• Directions for this task
Output only the lines below that start at the line containing "of the woman" and end at the line containing "of the eyebrow", with both ends kept.

• Records supplied
——
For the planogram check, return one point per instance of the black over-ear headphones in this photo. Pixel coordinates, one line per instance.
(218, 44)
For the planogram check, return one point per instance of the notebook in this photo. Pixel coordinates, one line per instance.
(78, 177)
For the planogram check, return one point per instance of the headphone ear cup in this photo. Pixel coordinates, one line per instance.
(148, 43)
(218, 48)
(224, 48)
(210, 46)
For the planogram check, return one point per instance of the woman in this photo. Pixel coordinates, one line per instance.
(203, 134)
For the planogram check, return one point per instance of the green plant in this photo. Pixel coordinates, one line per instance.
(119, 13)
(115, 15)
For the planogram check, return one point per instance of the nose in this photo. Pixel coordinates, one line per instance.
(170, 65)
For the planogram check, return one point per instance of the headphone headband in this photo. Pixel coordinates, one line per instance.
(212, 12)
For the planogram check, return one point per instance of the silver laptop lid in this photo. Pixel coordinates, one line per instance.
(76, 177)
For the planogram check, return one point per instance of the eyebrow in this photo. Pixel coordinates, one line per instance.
——
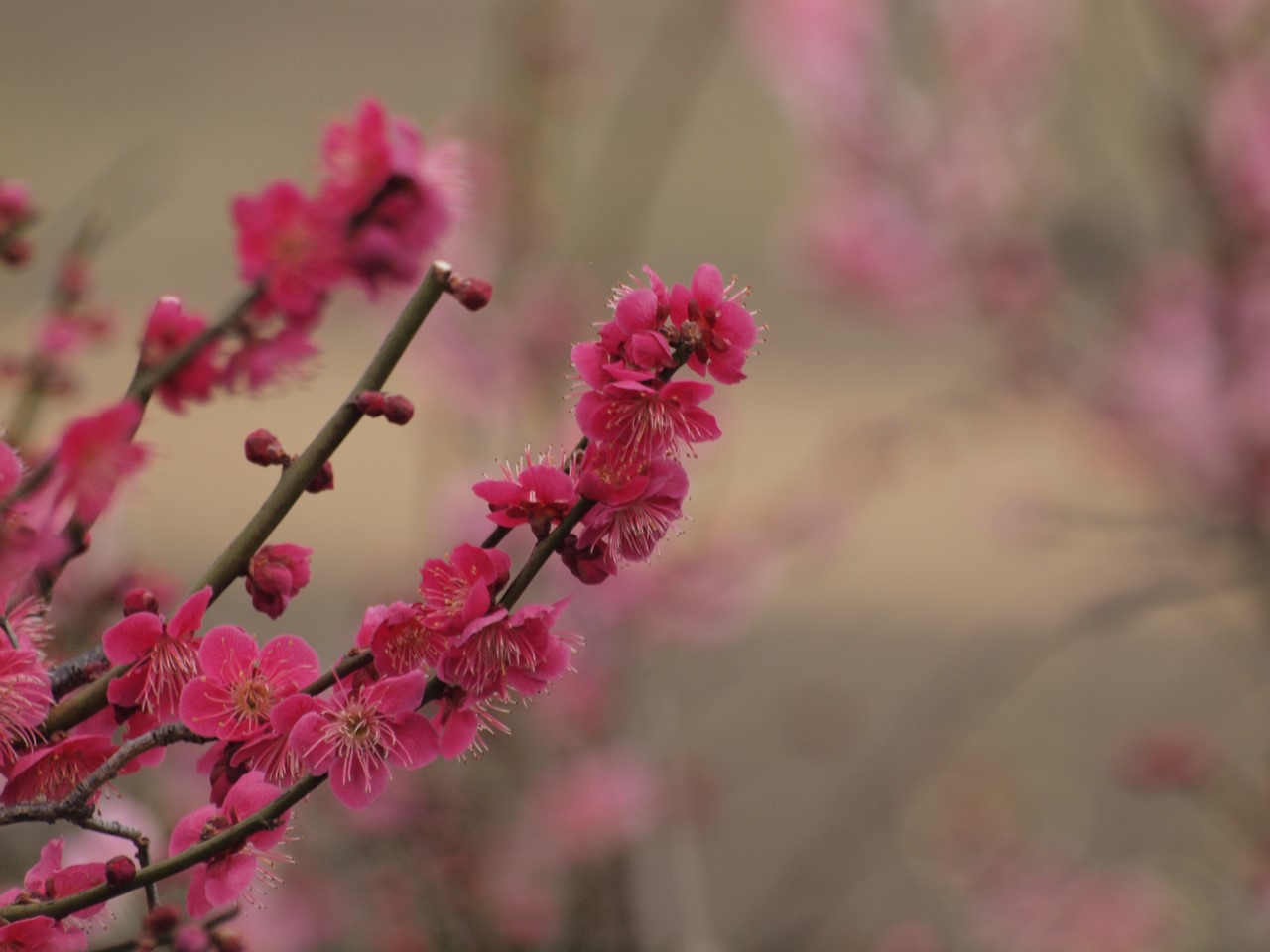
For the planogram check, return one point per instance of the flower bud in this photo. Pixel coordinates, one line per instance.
——
• Task response
For the planogram check, return one point per instance of the woman in this photo. Pixel coordinates, one line per instance.
(203, 134)
For the planogram check, return one point per instance of the green plant in this photo. Pixel coordinates, one line per instance.
(119, 13)
(115, 15)
For the planogram check, return one point per instance of the nose in this photo. Pixel coordinates, one line per instance.
(170, 65)
For the planogram check, return one point per instance of the headphone headband in this photo. Pixel coordinates, one line per instance.
(212, 12)
For the planogram check, return one point per instance of the silver laptop lid in this photo. Pixel coordinates, one line per instance.
(76, 177)
For the planogram check, return one point per instance of the eyebrow in this photo. Pixel coordinates, one line per instance.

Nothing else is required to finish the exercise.